GIVEN DATA.
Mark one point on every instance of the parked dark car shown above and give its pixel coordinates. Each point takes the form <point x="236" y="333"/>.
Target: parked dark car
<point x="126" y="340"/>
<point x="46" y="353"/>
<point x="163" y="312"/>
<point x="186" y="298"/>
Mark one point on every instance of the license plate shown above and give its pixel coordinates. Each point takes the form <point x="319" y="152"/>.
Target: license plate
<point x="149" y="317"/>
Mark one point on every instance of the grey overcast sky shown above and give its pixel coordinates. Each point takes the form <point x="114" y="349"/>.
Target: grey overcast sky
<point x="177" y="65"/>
---
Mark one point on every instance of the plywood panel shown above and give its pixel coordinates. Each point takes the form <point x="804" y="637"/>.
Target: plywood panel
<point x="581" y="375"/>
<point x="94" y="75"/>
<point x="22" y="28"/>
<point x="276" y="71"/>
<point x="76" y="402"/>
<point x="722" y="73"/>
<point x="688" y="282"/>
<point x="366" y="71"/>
--
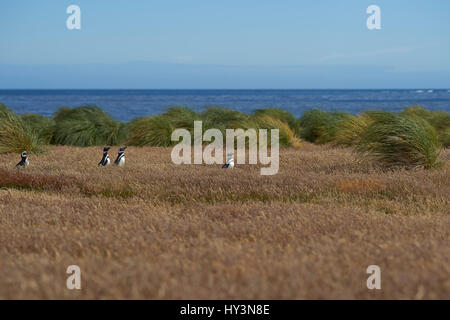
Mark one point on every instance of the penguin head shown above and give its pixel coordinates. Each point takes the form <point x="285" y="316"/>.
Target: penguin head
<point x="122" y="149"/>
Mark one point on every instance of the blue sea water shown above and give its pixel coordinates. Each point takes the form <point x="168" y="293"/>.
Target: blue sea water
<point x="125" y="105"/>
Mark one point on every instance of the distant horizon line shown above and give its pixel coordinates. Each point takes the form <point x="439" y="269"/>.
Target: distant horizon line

STATED EXERCISE. Duplicate the records from the line with "Mark one point on every instance of the distant" to the line with "Target: distant horizon line", including both of those lines.

COMPLETE ANSWER.
Mark one point on every instance of the distant horizon line shown above and give its pixel coordinates. Each point takes the form <point x="439" y="269"/>.
Target: distant horizon line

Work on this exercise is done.